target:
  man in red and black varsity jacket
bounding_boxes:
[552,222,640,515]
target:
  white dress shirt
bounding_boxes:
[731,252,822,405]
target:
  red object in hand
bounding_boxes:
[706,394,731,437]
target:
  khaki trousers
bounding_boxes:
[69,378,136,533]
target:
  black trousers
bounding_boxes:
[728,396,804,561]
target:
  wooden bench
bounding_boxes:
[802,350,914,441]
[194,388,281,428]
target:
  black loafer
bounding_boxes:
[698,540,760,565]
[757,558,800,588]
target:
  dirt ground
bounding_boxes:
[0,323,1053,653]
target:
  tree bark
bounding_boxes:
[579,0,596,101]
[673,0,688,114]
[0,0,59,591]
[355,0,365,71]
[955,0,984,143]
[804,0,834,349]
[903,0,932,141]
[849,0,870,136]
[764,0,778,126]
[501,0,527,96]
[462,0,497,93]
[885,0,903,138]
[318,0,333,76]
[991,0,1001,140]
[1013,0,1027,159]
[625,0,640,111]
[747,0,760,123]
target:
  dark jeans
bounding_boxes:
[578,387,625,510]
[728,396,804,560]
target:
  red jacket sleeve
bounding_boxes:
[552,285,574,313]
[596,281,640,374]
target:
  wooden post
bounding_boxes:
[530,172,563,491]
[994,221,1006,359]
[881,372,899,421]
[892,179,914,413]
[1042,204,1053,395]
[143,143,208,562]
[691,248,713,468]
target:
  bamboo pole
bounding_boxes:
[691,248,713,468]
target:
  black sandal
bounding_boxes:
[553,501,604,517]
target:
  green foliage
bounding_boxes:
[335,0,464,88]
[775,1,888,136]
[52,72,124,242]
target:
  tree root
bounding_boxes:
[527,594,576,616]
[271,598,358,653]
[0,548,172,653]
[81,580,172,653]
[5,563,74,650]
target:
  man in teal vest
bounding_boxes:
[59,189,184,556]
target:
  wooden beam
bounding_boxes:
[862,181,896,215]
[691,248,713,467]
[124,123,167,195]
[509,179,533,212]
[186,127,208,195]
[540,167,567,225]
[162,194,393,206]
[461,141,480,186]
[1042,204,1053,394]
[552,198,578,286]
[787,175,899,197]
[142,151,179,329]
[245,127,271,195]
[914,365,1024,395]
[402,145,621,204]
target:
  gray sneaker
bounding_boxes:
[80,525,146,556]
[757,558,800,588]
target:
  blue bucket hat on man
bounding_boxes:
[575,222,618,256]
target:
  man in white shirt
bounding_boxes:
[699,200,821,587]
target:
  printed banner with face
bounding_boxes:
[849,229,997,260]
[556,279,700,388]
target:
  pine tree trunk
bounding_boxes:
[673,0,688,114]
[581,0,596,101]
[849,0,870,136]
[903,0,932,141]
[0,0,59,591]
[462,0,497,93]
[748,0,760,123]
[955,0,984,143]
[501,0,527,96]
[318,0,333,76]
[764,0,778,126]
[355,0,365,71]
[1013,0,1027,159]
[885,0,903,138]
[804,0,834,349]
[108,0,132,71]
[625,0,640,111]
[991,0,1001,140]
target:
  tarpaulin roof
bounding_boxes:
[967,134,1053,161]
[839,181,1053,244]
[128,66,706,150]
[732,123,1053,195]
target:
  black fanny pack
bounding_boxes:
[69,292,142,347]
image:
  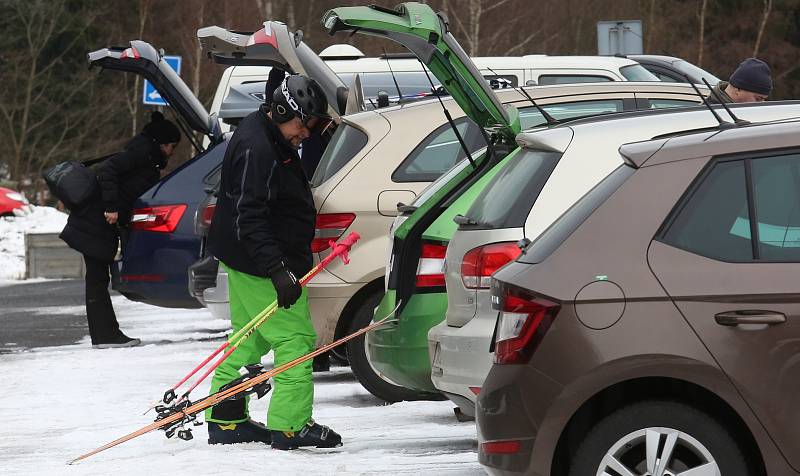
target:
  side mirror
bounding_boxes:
[378,91,389,108]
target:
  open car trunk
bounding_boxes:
[197,21,364,122]
[88,40,221,145]
[322,3,520,316]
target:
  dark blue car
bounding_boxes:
[89,40,227,308]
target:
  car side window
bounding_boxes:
[751,154,800,261]
[539,74,613,86]
[392,118,486,182]
[519,99,625,129]
[662,161,753,261]
[662,154,800,262]
[648,98,698,109]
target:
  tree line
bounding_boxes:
[0,0,800,202]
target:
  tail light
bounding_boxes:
[492,284,561,364]
[200,203,217,228]
[417,242,447,288]
[481,440,521,455]
[461,241,522,289]
[311,213,356,253]
[131,204,186,233]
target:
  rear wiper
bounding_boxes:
[417,58,476,169]
[487,68,562,126]
[397,202,419,213]
[453,214,480,226]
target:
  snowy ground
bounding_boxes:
[0,206,67,281]
[0,286,484,476]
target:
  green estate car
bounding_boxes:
[323,3,520,401]
[323,3,699,401]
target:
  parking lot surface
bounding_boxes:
[0,281,484,475]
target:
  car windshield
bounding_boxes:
[619,64,659,81]
[311,123,368,187]
[464,149,562,228]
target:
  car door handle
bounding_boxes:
[714,310,786,326]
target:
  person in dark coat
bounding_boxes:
[707,58,772,104]
[59,111,181,349]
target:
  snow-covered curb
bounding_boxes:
[0,206,68,282]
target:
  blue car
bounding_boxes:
[88,40,227,308]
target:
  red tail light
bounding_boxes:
[200,203,217,228]
[481,440,520,455]
[461,241,522,289]
[131,204,186,233]
[311,213,356,253]
[492,284,560,364]
[417,243,447,288]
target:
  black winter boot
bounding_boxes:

Given task:
Count the lines above that contain the string "blue", matching case exactly, and reply with that number alone.

Task result:
3